**Exercise description**: Look through the entries. Copy each line that has the word "dark".

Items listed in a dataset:

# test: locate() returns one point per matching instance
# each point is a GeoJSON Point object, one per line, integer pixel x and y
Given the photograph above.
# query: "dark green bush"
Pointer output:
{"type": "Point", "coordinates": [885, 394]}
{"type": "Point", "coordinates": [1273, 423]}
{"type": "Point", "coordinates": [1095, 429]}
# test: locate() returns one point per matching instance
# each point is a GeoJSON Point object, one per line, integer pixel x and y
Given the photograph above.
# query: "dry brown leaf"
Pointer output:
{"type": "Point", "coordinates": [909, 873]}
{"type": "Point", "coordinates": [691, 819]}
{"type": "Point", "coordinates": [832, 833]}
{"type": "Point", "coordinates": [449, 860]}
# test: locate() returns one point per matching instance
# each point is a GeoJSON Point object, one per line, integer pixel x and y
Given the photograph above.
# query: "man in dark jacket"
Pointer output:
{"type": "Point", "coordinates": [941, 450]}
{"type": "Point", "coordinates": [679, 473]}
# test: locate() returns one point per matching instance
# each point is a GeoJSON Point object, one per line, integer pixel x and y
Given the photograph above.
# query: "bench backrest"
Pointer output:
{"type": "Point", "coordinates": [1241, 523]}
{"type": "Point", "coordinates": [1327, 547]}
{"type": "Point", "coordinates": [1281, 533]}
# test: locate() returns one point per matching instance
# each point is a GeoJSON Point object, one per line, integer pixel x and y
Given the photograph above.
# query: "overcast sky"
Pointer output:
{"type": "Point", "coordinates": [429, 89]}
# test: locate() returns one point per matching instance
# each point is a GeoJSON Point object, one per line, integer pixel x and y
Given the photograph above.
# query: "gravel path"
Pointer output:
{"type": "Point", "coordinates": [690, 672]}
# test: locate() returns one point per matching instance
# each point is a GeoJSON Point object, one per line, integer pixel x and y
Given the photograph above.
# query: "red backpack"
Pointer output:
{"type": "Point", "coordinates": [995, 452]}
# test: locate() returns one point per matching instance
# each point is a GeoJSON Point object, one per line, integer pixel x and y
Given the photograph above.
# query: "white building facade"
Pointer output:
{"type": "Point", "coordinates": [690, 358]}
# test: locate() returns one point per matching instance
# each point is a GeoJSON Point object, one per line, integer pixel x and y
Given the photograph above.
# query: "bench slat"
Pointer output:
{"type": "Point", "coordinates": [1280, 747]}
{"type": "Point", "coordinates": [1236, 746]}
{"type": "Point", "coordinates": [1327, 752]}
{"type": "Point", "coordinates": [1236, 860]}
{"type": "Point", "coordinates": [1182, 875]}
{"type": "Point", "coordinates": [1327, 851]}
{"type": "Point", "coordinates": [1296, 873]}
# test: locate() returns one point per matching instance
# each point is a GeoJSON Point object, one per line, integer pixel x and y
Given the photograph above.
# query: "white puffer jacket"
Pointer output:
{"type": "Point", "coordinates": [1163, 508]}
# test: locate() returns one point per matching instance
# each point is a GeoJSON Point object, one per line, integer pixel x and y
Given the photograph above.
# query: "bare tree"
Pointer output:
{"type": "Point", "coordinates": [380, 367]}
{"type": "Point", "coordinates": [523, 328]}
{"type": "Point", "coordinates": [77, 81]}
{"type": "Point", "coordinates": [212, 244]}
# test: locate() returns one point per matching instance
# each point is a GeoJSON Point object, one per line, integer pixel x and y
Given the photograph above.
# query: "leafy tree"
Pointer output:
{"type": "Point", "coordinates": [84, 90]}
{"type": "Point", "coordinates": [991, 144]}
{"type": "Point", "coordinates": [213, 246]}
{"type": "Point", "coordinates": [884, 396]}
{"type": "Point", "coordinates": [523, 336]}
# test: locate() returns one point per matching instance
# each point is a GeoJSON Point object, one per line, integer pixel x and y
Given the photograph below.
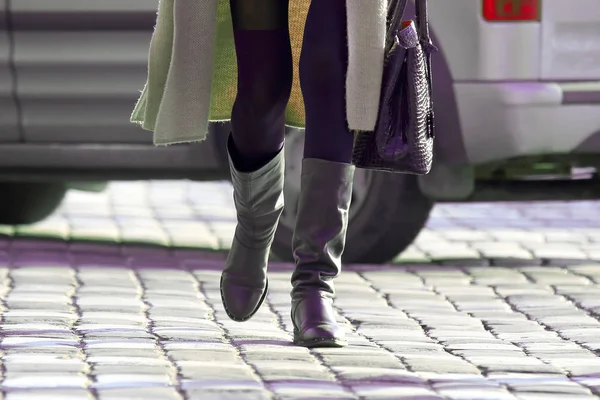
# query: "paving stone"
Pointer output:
{"type": "Point", "coordinates": [225, 394]}
{"type": "Point", "coordinates": [153, 393]}
{"type": "Point", "coordinates": [148, 322]}
{"type": "Point", "coordinates": [49, 394]}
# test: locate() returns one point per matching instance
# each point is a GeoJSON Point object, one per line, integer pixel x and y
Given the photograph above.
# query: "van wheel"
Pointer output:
{"type": "Point", "coordinates": [29, 202]}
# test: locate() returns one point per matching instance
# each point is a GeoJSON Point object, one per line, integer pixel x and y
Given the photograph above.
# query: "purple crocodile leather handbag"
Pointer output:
{"type": "Point", "coordinates": [403, 138]}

**Answer to this task**:
# query: "dark green bush"
# query: "man in dark jacket"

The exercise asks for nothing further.